» **Input**
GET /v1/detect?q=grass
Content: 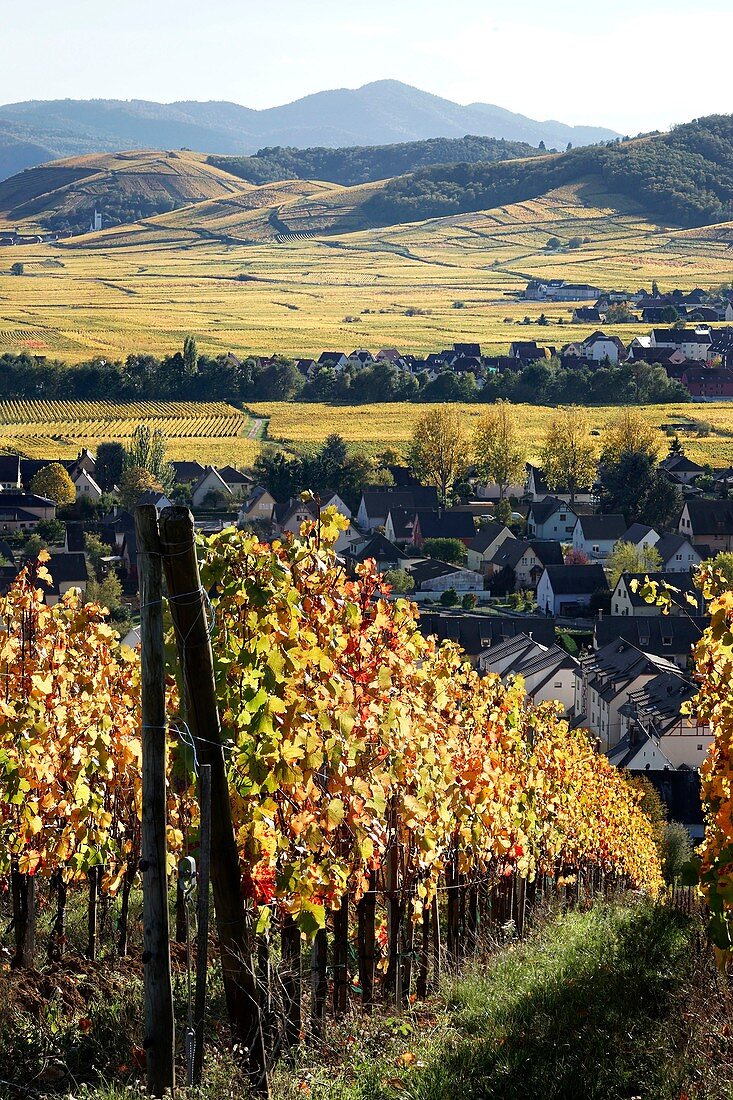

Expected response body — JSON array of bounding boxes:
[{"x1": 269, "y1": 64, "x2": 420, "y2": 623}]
[
  {"x1": 251, "y1": 402, "x2": 733, "y2": 465},
  {"x1": 0, "y1": 900, "x2": 733, "y2": 1100},
  {"x1": 0, "y1": 400, "x2": 261, "y2": 466},
  {"x1": 0, "y1": 185, "x2": 733, "y2": 362}
]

» **Request**
Set out the data above as a numbered list, one line per item, skipping blank lines and leaving out the picture.

» **Right answer**
1. GET /v1/detect?q=grass
2. Content: 
3. Expected response body — JSON array of bounding boxes:
4. [{"x1": 269, "y1": 64, "x2": 420, "y2": 623}]
5. [
6.   {"x1": 251, "y1": 402, "x2": 733, "y2": 465},
7.   {"x1": 0, "y1": 900, "x2": 733, "y2": 1100},
8.   {"x1": 0, "y1": 400, "x2": 261, "y2": 466},
9.   {"x1": 0, "y1": 185, "x2": 733, "y2": 362}
10. ]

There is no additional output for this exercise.